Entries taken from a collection
----------

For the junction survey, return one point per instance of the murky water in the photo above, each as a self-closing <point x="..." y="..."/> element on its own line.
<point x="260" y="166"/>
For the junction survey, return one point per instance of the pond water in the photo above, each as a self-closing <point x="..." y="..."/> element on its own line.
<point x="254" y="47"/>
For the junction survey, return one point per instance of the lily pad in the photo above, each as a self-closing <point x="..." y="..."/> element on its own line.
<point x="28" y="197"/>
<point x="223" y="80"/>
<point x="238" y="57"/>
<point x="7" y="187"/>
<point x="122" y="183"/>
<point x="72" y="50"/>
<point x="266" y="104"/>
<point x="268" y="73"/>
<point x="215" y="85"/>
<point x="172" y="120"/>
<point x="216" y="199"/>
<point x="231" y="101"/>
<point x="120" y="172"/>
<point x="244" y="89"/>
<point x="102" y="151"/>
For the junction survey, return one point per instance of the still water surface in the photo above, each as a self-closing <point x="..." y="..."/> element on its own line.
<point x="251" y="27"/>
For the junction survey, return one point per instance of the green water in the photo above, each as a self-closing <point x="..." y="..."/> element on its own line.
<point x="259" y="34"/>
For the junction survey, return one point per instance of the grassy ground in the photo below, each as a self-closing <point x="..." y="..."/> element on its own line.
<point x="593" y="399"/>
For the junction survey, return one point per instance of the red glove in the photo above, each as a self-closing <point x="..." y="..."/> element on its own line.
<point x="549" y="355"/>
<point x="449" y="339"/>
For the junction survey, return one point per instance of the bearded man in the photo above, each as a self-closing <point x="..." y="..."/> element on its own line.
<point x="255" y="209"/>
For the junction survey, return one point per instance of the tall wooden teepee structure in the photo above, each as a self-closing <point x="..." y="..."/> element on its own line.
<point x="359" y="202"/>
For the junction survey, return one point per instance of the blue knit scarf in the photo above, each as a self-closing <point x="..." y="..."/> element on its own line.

----------

** Problem requirements **
Using the records above as the source, restate each line verbatim.

** Written response **
For the junction survey, return one point per instance of the murky water in the photo above, each as a self-closing <point x="..." y="..."/> element on its own line.
<point x="260" y="166"/>
For the junction survey, return one point per instance of the pond water in the photo above, each as a self-closing <point x="..." y="..."/> element on its own line.
<point x="254" y="47"/>
For the junction survey, return one point per instance of the lily pad in the photo above, each as a self-closing <point x="..." y="..."/> element on its own line.
<point x="28" y="197"/>
<point x="223" y="80"/>
<point x="238" y="57"/>
<point x="7" y="187"/>
<point x="122" y="183"/>
<point x="72" y="50"/>
<point x="266" y="104"/>
<point x="268" y="73"/>
<point x="215" y="85"/>
<point x="172" y="120"/>
<point x="216" y="199"/>
<point x="231" y="101"/>
<point x="120" y="172"/>
<point x="244" y="89"/>
<point x="102" y="151"/>
For the junction survey, return one point per instance of the still water surface in the photo above, each as a self-closing <point x="..." y="..."/> element on its own line.
<point x="251" y="27"/>
For the junction survey, return one point per instance of the green water in the photo above, each as a self-closing <point x="..." y="..."/> element on its own line.
<point x="259" y="34"/>
For the junction survey, return one point per instance of the grassy ground in the photo below, each as a self-closing <point x="..." y="..."/> element on its own line.
<point x="593" y="399"/>
For the junction survey, return one point per instance of the red glove in the photo above, each as a self-closing <point x="..." y="..."/> element on its own line.
<point x="549" y="355"/>
<point x="449" y="339"/>
For the junction survey, return one point per instance of the bearded man in the photo above, each as a self-closing <point x="..." y="..."/> element on its own line.
<point x="255" y="209"/>
For the junction survey, return one point per instance of the tall wooden teepee structure in the photo above, each as a self-closing <point x="..." y="..."/> element on its own line.
<point x="359" y="202"/>
For the junction survey, return one point per instance of the blue knit scarf in the photo above, each as a self-closing <point x="..." y="..."/> element on its own line.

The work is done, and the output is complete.